### What is being asked
Word for word, restate the lines from the one holding "# annotate each instance of the wicker" through the end of the data below, including both endpoints and nothing more.

### Material for this exercise

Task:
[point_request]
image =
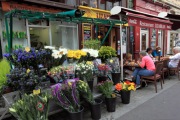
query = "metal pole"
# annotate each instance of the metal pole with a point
(121, 48)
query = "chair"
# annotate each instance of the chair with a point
(176, 69)
(155, 77)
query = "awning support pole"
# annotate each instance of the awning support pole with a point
(106, 35)
(121, 49)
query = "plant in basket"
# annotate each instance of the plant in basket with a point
(95, 104)
(125, 90)
(115, 69)
(31, 107)
(67, 96)
(25, 80)
(106, 88)
(106, 52)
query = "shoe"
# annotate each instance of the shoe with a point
(138, 86)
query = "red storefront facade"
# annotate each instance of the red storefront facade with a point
(149, 30)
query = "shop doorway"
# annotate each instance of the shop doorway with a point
(39, 37)
(144, 39)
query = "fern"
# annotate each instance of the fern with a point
(4, 70)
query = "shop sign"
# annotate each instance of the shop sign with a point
(8, 6)
(147, 23)
(95, 13)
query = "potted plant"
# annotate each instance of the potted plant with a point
(31, 107)
(84, 71)
(115, 69)
(95, 104)
(102, 70)
(4, 70)
(67, 96)
(106, 87)
(106, 52)
(125, 90)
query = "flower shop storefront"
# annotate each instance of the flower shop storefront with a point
(68, 73)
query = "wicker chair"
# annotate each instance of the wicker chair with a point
(155, 77)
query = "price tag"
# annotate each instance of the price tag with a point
(36, 92)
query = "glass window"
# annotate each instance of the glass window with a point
(102, 4)
(71, 2)
(108, 5)
(93, 3)
(64, 35)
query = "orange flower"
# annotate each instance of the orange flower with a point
(118, 86)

### Answer for the task
# annotate each instance of the wicker chair with a point
(155, 77)
query = "price tag"
# annotate each instance of the price tag with a point
(36, 92)
query = "glass window"
# annotate each instance of the glass window with a point
(102, 4)
(71, 2)
(108, 5)
(93, 3)
(64, 35)
query = "orange flower"
# annotate each instance of the orange flower with a point
(118, 86)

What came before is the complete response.